*Task requirements*. Looking through the records that follow, determine how many lines contain "above" and reply with that number alone.

*Supplied data*.
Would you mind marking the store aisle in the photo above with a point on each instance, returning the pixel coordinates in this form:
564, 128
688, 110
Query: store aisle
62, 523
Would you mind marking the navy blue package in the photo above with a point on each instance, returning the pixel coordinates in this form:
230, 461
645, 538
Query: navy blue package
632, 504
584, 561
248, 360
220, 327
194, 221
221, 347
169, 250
* * *
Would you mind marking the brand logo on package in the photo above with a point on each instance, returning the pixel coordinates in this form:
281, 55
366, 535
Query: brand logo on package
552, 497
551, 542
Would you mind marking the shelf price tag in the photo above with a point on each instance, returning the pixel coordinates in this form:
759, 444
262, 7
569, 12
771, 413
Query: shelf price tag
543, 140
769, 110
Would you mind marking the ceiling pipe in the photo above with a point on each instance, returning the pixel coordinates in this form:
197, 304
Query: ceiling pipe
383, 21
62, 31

*Answer box*. 5